**GIVEN TEXT**
-------------------------
Florida Supreme Court: "We'd Really Like To Help You, But We Just Can't. Only the Florida Supreme Court Can Help You."
by Tom Gordon
Yesterday, the Florida Supreme Court ruled that TIKD, an app that helped people affordably fight traffic tickets, was engaged in the unauthorized practice of law. If you want to read legal arguments about why TIKD's service does not fall under UPL laws, you should read Responsive Law's amicus brief in the case, as well as the dissenting opinion to the court's decision. But the bigger issue here is not the legal standard for UPL; it's the system that continues to maintain those laws as a weapon against consumer choice, while claiming they are a shield to protect consumers.
Let's start with how this case came about. Once upon a time, a Florida law firm called The Ticket Clinic was an innovator in traffic ticket defense. The firm operated statewide, and advertised its services to the general public. Since most people didn't have the slightest idea of where to find a lawyer to fight their traffic ticket, this was a great benefit to consumers.
-------------------------
[Referring expression data]
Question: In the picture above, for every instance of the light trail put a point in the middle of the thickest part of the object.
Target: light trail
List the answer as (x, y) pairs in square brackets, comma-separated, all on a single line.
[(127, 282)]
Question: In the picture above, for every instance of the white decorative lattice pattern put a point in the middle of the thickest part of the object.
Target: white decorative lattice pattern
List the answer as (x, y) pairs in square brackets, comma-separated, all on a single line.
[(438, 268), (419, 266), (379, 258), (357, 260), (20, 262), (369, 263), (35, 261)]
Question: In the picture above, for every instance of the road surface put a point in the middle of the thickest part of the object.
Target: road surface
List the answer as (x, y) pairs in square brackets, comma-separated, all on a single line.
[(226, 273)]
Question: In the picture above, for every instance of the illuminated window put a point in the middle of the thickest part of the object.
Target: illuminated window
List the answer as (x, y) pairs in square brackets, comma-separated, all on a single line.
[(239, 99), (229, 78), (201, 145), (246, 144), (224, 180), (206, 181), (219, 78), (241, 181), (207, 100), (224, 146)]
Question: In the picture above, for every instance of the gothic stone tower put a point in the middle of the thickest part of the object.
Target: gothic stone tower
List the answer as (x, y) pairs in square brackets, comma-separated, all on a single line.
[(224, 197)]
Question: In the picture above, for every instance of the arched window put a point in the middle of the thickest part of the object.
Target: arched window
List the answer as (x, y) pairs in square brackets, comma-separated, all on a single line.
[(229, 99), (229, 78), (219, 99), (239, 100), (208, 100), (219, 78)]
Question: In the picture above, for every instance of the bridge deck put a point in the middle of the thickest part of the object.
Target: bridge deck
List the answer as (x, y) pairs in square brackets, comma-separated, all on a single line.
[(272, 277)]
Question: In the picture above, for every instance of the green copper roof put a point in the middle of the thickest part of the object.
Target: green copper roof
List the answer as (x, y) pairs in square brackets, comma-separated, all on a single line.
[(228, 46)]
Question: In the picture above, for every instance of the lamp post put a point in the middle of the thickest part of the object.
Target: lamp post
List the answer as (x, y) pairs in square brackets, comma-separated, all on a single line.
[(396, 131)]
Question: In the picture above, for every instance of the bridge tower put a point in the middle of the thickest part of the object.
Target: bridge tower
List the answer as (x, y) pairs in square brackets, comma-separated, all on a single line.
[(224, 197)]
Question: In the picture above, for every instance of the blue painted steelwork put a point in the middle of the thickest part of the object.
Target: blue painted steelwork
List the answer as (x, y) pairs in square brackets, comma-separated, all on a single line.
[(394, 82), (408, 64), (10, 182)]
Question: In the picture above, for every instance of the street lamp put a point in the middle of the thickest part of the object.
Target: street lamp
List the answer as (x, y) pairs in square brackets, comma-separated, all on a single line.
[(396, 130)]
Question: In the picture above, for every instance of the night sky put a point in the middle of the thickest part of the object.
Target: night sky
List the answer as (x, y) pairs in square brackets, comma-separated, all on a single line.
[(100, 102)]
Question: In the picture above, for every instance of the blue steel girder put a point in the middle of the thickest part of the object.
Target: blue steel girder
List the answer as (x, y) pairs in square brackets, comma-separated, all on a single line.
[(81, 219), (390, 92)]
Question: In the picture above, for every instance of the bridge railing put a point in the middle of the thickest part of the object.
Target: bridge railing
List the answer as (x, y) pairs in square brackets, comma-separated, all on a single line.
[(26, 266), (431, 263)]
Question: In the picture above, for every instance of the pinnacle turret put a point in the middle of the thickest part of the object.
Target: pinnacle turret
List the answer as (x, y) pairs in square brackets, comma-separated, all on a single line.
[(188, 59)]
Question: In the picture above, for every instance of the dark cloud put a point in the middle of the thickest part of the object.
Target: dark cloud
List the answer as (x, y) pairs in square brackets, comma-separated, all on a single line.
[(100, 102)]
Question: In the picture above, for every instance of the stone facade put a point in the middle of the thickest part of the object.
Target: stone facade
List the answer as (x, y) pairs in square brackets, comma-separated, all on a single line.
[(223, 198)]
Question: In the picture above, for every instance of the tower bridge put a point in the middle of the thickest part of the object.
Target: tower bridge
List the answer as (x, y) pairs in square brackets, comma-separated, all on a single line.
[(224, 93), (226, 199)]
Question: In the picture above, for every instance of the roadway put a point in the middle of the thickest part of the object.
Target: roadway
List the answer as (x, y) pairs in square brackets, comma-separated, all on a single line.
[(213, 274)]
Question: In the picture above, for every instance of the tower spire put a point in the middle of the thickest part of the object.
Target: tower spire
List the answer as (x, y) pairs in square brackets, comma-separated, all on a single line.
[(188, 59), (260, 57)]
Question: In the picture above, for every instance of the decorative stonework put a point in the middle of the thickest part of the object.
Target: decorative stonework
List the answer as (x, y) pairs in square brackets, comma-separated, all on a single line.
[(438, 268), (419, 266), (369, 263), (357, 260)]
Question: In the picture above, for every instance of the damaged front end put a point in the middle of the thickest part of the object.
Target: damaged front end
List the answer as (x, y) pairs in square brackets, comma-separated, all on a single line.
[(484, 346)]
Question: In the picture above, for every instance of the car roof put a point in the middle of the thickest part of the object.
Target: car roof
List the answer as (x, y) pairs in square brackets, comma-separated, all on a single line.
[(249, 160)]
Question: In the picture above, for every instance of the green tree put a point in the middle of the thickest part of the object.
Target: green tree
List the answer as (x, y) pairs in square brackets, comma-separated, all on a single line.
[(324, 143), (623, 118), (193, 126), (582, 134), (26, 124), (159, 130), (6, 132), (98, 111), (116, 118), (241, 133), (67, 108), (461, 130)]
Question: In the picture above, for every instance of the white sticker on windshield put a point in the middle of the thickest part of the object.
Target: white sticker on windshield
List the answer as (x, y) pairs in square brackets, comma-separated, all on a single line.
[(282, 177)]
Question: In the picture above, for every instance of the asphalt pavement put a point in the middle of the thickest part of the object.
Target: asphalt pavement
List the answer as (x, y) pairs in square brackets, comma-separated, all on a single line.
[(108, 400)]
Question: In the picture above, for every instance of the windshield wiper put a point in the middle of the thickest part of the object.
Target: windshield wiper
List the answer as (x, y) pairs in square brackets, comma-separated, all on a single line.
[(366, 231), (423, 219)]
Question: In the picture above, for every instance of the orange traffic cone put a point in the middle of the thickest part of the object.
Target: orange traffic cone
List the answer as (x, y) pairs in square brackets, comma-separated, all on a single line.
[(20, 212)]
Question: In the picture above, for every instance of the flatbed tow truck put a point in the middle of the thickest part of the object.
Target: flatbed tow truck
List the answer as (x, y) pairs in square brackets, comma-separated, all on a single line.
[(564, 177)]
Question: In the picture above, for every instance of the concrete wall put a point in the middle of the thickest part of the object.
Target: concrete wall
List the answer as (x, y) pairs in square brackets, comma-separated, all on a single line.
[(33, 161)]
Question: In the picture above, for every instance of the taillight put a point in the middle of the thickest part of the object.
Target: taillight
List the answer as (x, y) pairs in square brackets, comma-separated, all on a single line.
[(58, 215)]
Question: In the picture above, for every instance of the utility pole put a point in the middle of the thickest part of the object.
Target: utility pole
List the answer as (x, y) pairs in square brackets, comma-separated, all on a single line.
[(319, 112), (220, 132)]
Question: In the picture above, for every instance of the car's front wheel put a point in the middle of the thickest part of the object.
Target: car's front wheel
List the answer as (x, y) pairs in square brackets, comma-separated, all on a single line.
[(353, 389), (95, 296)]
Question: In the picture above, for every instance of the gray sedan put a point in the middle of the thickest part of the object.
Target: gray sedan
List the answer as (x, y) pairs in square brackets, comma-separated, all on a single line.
-------------------------
**PROBLEM TO SOLVE**
Please copy the part of the TIKD article that runs from "by Tom Gordon" to "to protect consumers.".

**ANSWER**
by Tom Gordon
Yesterday, the Florida Supreme Court ruled that TIKD, an app that helped people affordably fight traffic tickets, was engaged in the unauthorized practice of law. If you want to read legal arguments about why TIKD's service does not fall under UPL laws, you should read Responsive Law's amicus brief in the case, as well as the dissenting opinion to the court's decision. But the bigger issue here is not the legal standard for UPL; it's the system that continues to maintain those laws as a weapon against consumer choice, while claiming they are a shield to protect consumers.